- _What is needed_:
The required output is the exact run of lines below that opens at the line with "pig's head, one" and closes at the line with "the pig's right".

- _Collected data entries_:
------------------------------------

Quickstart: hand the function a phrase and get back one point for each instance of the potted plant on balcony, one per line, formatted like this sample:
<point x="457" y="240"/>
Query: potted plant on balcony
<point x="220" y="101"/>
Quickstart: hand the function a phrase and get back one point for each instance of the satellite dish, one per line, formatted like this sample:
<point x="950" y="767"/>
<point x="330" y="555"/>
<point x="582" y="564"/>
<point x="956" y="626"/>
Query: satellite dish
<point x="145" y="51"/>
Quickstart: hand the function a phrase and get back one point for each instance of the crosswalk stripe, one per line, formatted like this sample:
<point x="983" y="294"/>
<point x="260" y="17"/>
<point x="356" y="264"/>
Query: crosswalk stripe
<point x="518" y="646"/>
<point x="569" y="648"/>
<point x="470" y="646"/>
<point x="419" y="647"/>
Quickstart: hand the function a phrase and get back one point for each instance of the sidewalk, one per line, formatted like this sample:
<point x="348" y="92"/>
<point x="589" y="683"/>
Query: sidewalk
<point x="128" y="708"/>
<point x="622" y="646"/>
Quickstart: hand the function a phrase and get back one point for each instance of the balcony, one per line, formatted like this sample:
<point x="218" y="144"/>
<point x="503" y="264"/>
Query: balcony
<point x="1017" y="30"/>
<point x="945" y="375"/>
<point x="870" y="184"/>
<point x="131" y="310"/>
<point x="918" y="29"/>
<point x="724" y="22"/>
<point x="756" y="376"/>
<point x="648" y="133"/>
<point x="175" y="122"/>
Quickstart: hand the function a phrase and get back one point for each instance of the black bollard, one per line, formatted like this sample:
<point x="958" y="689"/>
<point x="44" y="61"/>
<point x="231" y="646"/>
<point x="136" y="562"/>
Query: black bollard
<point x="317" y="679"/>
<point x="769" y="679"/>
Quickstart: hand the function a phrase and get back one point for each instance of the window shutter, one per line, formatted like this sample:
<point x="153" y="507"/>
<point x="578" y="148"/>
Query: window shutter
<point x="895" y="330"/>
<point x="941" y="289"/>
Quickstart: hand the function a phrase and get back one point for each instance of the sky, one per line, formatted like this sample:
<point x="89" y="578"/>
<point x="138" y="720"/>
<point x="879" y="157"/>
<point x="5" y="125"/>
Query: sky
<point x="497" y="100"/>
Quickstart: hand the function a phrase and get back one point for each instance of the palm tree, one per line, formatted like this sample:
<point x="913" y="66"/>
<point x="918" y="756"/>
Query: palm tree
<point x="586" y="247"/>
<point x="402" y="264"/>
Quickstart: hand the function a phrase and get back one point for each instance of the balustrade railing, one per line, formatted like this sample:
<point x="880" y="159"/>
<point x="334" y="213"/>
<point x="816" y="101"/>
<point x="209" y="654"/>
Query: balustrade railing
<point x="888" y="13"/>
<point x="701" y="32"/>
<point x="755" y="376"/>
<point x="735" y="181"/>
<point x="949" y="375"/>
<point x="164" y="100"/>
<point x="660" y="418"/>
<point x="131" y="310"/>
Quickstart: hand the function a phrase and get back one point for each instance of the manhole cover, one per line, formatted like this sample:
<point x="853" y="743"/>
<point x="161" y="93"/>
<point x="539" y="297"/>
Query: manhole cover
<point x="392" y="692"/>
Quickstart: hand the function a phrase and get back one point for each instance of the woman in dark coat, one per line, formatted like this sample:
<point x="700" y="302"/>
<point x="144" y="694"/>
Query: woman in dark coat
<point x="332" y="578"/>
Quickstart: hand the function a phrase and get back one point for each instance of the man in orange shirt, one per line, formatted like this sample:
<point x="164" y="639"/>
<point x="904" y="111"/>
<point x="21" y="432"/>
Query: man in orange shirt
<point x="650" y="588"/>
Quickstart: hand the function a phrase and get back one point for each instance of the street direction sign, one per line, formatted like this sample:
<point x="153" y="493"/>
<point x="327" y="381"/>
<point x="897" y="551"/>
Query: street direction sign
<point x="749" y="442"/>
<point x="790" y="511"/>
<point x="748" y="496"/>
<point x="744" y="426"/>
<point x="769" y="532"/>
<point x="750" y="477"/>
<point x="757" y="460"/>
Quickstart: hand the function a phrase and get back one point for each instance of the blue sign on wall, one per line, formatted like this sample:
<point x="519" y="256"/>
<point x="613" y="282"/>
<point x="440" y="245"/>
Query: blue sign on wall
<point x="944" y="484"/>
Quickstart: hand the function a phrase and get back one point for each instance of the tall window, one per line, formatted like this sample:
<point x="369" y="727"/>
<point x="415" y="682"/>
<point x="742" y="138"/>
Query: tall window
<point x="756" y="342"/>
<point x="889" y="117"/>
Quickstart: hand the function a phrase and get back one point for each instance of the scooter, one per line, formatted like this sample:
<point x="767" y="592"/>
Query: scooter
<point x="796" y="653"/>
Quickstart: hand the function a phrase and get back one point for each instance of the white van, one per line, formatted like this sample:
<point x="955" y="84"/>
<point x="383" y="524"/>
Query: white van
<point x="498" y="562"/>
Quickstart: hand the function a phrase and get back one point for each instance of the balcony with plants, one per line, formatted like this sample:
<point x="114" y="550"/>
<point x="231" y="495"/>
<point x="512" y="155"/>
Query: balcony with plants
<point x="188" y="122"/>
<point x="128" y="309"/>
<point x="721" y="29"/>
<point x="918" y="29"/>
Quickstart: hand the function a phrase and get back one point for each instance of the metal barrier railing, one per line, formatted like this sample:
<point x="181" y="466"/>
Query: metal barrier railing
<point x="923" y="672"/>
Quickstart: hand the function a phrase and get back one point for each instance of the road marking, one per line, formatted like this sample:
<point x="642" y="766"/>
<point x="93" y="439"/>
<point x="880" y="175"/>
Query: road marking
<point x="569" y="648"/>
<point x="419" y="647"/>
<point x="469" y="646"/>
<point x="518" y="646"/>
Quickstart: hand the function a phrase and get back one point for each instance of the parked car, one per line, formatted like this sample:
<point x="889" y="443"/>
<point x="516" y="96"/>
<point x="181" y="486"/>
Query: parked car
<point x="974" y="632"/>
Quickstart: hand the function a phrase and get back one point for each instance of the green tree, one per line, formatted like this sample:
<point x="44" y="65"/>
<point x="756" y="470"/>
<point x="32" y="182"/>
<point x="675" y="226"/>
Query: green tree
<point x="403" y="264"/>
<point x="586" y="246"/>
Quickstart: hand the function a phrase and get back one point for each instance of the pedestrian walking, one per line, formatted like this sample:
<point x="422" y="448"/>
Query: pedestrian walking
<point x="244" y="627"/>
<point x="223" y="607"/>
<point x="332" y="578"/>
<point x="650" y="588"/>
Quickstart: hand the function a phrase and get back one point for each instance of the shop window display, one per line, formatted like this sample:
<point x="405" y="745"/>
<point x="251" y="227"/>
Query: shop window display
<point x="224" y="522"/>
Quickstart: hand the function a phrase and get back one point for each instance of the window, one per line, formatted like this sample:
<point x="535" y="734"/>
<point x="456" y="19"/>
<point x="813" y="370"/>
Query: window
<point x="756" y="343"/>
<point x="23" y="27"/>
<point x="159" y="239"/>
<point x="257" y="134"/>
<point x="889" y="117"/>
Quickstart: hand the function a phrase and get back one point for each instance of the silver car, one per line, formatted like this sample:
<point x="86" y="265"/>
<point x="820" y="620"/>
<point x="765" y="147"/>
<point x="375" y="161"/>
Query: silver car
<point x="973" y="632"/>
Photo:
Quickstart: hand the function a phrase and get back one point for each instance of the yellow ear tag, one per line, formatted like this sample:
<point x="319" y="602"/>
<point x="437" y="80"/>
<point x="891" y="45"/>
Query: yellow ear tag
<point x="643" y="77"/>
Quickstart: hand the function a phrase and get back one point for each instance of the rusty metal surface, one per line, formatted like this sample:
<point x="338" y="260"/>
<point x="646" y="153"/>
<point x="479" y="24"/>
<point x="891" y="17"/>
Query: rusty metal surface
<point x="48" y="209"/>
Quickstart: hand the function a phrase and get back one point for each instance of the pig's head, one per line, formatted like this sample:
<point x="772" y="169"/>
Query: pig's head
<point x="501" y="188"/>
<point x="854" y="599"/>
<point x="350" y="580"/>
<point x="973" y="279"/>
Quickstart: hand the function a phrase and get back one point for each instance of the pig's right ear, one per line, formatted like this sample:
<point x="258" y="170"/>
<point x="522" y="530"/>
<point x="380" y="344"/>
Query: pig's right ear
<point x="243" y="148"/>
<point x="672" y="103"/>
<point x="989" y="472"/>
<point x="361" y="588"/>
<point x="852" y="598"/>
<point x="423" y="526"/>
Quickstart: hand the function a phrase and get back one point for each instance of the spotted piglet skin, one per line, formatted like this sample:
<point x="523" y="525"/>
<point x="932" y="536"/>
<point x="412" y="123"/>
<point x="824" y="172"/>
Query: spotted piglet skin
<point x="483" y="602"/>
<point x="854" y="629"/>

------------------------------------

- _Task solution_:
Quickstart: hand the function a phrase and get back one point for each instance of the pig's head, one per line, formatted like this sample:
<point x="772" y="169"/>
Query: pig's head
<point x="501" y="188"/>
<point x="854" y="599"/>
<point x="350" y="580"/>
<point x="973" y="279"/>
Quickstart: hand the function a phrase and get back one point for each instance of the pig's right ear, one per line, formatted like this sample:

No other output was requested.